◆ Data listing:
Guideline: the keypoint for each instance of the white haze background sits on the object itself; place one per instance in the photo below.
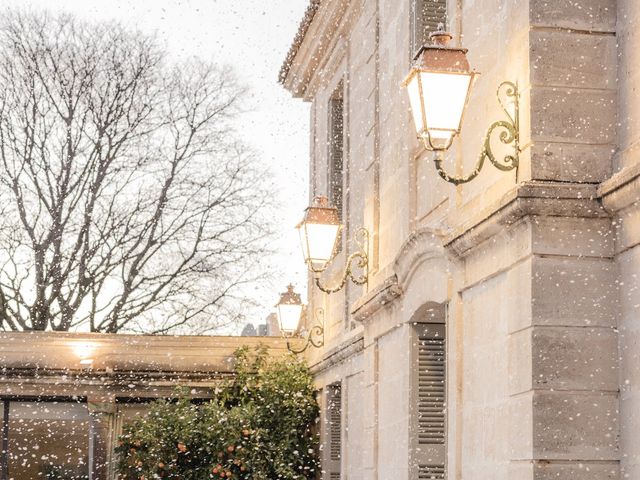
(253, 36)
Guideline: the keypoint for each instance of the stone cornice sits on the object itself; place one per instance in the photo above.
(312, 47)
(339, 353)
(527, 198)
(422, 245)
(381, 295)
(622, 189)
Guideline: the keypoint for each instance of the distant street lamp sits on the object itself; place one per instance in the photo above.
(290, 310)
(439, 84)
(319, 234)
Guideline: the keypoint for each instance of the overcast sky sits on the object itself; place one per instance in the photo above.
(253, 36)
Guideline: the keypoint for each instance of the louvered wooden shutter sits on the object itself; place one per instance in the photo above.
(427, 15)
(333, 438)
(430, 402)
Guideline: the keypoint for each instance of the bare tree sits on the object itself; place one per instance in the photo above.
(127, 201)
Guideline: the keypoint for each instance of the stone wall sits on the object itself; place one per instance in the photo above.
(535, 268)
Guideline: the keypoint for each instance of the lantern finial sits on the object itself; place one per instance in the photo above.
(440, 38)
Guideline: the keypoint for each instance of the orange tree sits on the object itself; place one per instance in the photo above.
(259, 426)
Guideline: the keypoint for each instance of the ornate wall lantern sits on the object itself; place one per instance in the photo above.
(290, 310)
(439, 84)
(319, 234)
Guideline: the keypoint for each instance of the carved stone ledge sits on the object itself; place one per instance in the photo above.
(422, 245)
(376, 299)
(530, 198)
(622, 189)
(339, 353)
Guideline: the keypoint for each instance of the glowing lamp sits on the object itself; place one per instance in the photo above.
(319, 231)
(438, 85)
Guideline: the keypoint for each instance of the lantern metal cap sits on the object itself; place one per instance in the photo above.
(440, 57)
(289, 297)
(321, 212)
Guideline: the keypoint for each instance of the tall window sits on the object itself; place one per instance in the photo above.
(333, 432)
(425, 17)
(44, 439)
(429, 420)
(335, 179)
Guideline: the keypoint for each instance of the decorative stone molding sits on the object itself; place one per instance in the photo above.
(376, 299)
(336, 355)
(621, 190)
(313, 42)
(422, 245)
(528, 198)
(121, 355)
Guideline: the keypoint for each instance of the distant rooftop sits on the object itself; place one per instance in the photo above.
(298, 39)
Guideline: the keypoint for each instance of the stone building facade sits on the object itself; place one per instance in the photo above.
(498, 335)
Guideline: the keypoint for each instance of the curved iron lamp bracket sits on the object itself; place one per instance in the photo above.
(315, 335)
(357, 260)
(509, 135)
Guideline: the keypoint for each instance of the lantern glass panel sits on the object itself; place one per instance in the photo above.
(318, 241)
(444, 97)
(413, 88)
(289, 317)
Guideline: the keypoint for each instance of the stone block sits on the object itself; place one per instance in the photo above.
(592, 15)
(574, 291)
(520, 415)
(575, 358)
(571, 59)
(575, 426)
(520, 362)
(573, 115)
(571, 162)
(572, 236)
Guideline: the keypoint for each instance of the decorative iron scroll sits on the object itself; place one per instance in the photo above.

---

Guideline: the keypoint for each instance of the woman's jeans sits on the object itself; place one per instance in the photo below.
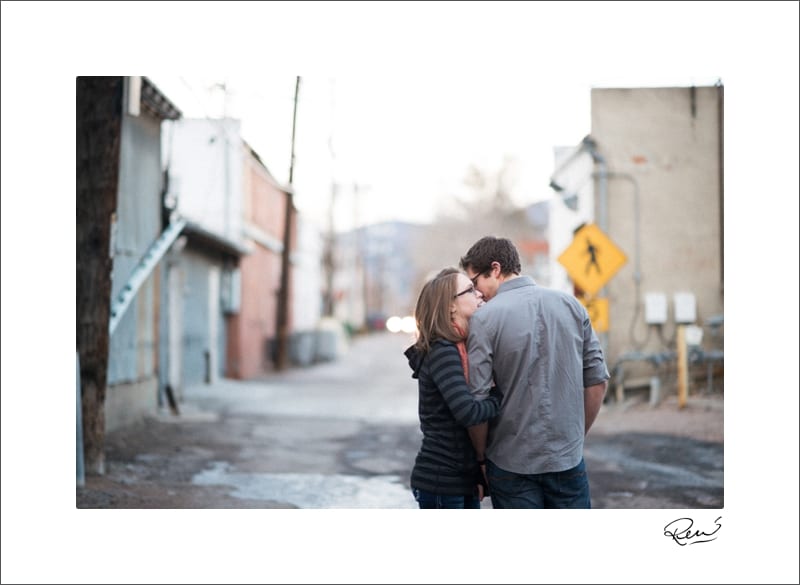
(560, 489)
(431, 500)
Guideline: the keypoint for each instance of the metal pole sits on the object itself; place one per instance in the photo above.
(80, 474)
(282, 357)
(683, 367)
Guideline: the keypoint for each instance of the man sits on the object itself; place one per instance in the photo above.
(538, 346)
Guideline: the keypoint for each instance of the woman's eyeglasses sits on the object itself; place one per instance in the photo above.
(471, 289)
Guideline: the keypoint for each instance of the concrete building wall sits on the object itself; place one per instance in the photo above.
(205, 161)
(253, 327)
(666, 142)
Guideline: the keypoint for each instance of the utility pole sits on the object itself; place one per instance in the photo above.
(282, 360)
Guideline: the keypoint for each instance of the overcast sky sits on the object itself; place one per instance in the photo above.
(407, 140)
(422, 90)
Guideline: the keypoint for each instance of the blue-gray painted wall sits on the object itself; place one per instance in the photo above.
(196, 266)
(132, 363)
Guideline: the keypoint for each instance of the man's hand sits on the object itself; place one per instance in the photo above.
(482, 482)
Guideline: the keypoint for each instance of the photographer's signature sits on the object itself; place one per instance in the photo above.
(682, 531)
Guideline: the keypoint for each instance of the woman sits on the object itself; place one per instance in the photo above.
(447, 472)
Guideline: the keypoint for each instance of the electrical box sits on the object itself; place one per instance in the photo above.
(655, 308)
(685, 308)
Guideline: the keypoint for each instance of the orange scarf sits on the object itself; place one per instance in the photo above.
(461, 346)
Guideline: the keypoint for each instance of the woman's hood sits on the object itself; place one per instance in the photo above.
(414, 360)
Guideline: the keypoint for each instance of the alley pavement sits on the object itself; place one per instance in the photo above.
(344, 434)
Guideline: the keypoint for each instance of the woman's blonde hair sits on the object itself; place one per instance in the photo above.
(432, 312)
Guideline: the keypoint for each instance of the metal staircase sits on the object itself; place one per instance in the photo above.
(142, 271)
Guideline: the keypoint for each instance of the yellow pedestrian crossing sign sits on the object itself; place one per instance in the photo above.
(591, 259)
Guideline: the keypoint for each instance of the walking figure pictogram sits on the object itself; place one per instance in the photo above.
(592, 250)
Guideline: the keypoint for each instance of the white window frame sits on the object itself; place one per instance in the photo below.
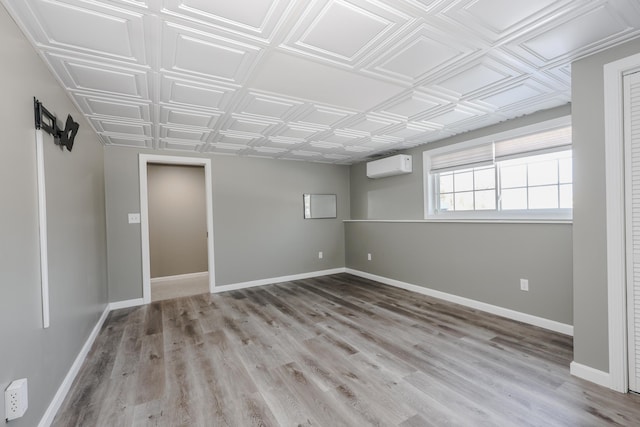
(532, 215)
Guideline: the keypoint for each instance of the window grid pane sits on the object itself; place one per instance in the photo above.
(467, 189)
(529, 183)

◆ Task requirements: Find every line above that contains the word "below" and copy each one out in full.

◆ Answer to the task:
Guideline: the keypoint for each instance of the white haze background sits on the object itself; place one per instance in the photo below.
Guideline: the keypoint for each instance of the woman's jeans sits on the object itself; place one per instance in the photo below.
Guideline: the keypoint for each instance of the white window frame sits on the object itself; place one per instance in the photo below.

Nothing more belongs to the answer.